▶ [WORK TO BE COMPLETED] Lines from the one containing "Target: hazy horizon" through the last one in the data below: write them out word for word, and only them.

Segment Start: DATA

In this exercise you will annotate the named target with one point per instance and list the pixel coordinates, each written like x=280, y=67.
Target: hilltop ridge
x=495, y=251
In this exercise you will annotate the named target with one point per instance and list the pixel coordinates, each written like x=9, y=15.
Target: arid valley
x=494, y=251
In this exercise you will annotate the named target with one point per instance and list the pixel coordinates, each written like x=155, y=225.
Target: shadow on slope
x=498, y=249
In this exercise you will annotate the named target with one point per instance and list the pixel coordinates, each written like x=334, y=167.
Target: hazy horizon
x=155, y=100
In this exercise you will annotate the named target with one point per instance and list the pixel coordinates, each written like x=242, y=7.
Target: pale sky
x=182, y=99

Segment End: DATA

▶ [EXERCISE SOLUTION]
Target: hazy horizon
x=155, y=100
In this exercise you will annotate the named target with one point per instance and list the pixel coordinates, each written like x=242, y=7.
Target: pale sky
x=182, y=99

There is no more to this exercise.